### THE REQUEST
Rewrite every one of the lines below, putting "Mark" wherever "Tag" appears and keeping all else unchanged.

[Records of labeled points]
........

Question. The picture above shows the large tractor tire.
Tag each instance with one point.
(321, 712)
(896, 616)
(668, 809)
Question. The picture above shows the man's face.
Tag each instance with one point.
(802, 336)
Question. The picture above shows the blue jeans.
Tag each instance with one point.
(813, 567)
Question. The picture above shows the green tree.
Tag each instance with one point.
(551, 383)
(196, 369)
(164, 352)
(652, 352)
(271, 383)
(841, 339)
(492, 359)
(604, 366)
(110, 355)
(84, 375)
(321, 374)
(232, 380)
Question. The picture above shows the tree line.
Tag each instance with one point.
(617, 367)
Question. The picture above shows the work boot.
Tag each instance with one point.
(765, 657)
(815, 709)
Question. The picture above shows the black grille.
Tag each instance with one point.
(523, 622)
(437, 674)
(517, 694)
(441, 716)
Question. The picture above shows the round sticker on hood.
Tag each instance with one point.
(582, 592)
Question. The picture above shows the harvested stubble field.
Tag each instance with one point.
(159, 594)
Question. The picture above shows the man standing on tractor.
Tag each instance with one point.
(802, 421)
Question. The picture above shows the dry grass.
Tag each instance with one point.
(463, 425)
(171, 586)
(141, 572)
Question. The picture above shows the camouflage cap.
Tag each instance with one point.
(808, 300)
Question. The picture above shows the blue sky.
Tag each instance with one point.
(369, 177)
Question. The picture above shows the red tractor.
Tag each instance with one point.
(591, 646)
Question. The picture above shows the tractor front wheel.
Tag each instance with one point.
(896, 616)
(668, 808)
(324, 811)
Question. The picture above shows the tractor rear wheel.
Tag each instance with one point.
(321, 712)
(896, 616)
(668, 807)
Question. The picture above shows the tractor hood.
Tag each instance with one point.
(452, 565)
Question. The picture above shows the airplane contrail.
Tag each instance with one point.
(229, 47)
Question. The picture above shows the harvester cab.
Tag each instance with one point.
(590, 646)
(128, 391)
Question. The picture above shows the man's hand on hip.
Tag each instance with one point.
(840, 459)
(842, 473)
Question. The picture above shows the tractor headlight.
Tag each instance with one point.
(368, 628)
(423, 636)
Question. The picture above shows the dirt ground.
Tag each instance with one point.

........

### OUTPUT OF THE EXERCISE
Question. The picture above shows the large tractor tire.
Mark each instance with one point.
(321, 712)
(896, 616)
(668, 809)
Question. The picture above shows the man's face.
Mark each instance with one point.
(802, 336)
Question. The picture above shows the blue jeans.
Mark each instance with one point.
(813, 567)
Question. The picture above shows the green tree.
Mark each instance with one point.
(551, 383)
(196, 369)
(164, 352)
(652, 352)
(271, 383)
(841, 339)
(492, 359)
(604, 366)
(110, 355)
(84, 375)
(321, 374)
(232, 380)
Question. The picture above shows the tree line.
Mark each instance with one point.
(617, 367)
Question. The picture above shows the work boot.
Mark each instance with one point.
(765, 657)
(815, 709)
Question. The picture above shows the black grille.
Mark each instance with one point.
(523, 622)
(437, 674)
(517, 694)
(441, 716)
Question. The picture above shows the round sticker on hood.
Mark each instance with one point.
(582, 592)
Question. The picture above shows the harvested stubble field.
Mark each instance with one point.
(159, 594)
Question. The picture above shows the man standing on tractor.
Mark each instance with one point.
(802, 421)
Question. The picture above shows the dry grass.
Mark each instance with one point.
(463, 425)
(171, 586)
(141, 572)
Question. The picture above shows the camouflage cap.
Mark each instance with one point.
(808, 300)
Question. The picture above shows the blue sky.
Mark each instance with one point.
(369, 177)
Question. The picture above shows the red tractor.
Mark each instance with one point.
(591, 646)
Question. The picture above shows the tractor front wheel.
Mark each instance with one point.
(896, 616)
(668, 808)
(324, 811)
Question. The picture above shows the tractor rear wheel.
Mark each instance with one point.
(321, 712)
(896, 616)
(668, 807)
Question. The picture above shows the tractor hood.
Mark each instance with one point.
(452, 565)
Question. The picture above shows the airplane contrail.
Mark each instance with one point.
(229, 47)
Question. The picture above shows the harvester cab.
Mark each instance with one point.
(590, 646)
(128, 391)
Question. The picture above shows the man's hand on hip.
Mark each instance with one point.
(840, 459)
(842, 473)
Question. The picture above shows the tractor headlight.
Mark each instance with one point.
(368, 628)
(423, 636)
Question. The picture above shows the dirt ground.
Mark each instance with one point.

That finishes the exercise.